▶ Dataset entries:
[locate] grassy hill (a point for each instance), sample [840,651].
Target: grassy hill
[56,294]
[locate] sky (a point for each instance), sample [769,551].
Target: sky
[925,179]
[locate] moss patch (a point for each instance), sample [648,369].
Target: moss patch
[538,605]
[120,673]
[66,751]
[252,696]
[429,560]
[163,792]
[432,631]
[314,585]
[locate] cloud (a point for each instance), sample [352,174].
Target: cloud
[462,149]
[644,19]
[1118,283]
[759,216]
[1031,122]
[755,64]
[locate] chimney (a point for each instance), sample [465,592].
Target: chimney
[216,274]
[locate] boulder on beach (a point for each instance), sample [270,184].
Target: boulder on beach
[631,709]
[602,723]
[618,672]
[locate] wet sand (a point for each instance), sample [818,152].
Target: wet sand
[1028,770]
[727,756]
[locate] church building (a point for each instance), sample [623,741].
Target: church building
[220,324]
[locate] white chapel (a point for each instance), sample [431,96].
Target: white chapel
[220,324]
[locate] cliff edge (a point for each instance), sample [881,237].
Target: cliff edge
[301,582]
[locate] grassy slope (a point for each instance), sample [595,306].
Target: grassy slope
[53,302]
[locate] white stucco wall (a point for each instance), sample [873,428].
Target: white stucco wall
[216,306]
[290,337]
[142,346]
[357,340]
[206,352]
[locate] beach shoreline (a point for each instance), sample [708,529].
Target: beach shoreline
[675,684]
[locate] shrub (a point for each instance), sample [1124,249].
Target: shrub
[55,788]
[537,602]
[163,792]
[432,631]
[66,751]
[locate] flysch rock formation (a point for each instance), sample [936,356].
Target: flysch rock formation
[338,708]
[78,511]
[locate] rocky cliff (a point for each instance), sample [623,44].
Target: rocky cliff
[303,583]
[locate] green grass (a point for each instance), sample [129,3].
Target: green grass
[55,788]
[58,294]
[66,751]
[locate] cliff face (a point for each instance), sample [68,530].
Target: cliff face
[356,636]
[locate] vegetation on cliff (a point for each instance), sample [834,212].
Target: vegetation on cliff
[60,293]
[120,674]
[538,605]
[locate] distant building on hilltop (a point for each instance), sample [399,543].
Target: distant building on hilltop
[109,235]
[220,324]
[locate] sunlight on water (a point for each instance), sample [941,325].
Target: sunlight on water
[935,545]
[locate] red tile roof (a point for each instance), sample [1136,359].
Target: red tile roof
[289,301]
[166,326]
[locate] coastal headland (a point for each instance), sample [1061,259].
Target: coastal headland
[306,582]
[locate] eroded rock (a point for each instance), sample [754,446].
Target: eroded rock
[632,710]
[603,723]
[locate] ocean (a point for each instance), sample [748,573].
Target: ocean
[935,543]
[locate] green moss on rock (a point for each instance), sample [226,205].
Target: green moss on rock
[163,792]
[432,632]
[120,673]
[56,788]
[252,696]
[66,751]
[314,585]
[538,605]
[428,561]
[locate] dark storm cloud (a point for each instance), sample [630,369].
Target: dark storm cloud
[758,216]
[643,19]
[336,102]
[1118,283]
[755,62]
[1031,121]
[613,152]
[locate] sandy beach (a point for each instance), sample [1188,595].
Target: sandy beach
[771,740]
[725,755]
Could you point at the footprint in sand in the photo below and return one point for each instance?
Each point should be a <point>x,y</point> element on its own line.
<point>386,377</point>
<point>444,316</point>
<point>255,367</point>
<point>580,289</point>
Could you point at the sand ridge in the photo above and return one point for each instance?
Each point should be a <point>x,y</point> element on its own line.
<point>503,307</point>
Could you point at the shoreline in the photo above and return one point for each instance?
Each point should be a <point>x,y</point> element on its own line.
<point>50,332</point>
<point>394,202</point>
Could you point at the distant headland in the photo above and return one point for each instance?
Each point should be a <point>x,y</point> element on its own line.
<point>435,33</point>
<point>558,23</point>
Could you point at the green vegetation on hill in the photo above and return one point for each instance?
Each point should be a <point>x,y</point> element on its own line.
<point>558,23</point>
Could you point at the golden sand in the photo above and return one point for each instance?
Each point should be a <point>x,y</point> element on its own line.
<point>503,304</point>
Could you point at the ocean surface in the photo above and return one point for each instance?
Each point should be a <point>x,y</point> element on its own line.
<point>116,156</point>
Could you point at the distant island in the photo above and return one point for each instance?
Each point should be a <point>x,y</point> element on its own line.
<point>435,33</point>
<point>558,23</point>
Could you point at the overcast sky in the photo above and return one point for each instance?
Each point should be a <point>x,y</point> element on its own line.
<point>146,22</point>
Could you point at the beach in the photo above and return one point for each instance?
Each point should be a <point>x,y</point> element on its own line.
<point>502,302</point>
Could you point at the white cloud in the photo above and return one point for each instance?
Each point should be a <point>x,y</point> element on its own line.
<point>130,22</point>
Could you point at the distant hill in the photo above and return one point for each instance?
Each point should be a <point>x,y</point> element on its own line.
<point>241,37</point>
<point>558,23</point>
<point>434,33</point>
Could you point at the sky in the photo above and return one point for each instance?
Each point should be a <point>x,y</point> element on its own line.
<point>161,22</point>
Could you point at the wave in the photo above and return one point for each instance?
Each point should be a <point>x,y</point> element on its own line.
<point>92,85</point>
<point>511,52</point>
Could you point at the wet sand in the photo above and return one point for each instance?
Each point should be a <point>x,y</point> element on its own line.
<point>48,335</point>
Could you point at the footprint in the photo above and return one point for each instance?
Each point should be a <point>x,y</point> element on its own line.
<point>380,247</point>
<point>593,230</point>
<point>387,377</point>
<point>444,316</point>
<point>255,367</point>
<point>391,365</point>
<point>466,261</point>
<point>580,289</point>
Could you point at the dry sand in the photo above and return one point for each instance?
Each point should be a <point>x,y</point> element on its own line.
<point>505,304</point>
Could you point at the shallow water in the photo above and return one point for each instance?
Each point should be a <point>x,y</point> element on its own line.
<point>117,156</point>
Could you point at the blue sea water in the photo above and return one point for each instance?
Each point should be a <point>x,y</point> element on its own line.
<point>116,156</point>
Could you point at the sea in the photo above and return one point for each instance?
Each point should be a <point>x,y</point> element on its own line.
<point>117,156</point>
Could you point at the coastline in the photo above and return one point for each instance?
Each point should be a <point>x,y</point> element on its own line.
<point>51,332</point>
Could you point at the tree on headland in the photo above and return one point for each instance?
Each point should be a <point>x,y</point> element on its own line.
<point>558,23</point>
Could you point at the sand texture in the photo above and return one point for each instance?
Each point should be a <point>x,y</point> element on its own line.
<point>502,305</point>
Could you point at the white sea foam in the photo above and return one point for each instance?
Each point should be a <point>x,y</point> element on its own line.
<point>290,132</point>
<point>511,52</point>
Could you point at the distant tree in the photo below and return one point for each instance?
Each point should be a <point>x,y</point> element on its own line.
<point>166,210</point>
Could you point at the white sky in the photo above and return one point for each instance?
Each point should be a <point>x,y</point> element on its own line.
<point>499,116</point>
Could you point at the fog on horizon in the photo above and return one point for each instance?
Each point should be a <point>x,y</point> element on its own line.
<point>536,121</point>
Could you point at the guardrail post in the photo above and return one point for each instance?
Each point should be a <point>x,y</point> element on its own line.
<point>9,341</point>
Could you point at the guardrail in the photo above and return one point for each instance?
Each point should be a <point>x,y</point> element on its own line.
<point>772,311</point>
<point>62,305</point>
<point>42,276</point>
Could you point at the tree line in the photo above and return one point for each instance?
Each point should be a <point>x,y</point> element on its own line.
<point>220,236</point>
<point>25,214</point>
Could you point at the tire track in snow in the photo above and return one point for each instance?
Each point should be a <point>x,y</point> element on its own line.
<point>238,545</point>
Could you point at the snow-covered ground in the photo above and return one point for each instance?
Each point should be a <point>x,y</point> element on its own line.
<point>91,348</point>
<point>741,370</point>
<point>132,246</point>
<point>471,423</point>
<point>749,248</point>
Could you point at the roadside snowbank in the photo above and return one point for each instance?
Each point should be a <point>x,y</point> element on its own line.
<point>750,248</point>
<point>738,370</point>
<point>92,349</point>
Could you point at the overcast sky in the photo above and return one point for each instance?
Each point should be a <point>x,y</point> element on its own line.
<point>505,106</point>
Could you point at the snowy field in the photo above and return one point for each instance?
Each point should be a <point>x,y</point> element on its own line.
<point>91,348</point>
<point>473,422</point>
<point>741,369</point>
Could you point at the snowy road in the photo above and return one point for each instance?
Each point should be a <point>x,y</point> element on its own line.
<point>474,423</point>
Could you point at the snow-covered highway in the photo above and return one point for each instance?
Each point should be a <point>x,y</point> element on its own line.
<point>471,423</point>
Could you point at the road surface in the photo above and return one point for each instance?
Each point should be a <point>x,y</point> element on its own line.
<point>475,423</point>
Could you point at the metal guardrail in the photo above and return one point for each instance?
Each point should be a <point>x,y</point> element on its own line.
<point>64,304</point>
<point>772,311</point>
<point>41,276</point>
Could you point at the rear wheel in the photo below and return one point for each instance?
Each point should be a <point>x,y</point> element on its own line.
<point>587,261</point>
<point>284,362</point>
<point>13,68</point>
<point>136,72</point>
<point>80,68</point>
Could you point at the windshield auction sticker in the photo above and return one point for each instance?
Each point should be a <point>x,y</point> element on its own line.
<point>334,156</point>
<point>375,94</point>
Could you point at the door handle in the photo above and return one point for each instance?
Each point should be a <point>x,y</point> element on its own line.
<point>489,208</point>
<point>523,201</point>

▶ What you need to do:
Extract all lines from the material above that include the word "footprint".

▶ The answer:
Could you point at the footprint in sand in the photo below and return one point for each instance?
Could you point at the footprint in the photo above and return one point for each instance?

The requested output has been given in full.